§ **EXTRACTED DATA**
********************

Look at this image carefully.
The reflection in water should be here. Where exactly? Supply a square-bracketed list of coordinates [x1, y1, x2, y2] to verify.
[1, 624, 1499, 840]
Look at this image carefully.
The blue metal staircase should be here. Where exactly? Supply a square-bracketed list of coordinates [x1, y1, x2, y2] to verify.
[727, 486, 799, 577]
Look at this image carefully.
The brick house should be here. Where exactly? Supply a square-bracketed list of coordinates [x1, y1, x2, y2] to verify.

********************

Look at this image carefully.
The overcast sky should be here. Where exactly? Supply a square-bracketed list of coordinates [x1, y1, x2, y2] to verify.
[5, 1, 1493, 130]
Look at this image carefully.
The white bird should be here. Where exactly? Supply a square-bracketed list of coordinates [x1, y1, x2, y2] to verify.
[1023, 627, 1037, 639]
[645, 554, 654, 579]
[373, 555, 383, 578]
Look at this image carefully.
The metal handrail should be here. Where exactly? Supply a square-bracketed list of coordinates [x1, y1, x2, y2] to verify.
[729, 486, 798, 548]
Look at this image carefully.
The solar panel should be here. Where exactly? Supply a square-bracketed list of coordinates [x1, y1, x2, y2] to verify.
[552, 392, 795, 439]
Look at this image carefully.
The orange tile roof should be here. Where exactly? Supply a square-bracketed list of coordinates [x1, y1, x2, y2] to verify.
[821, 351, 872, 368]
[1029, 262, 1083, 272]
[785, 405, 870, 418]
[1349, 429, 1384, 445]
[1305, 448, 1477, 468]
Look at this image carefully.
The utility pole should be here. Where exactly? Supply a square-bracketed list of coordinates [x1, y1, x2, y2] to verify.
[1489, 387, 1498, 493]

********************

Your answer should consist only of the lines above between the line holding "The blue metal" and the line holding "The brick house", inclusive, each transcribed exactly.

The blue metal staircase should be here. Where exactly? Supply a square-bracketed list of coordinates [x1, y1, x2, y2] to verify.
[727, 486, 799, 577]
Look at this image carefully.
The brick house should be here. Where exactly? Supply a square-bracketed list of coordinates [x1, y1, x2, y2] to verify.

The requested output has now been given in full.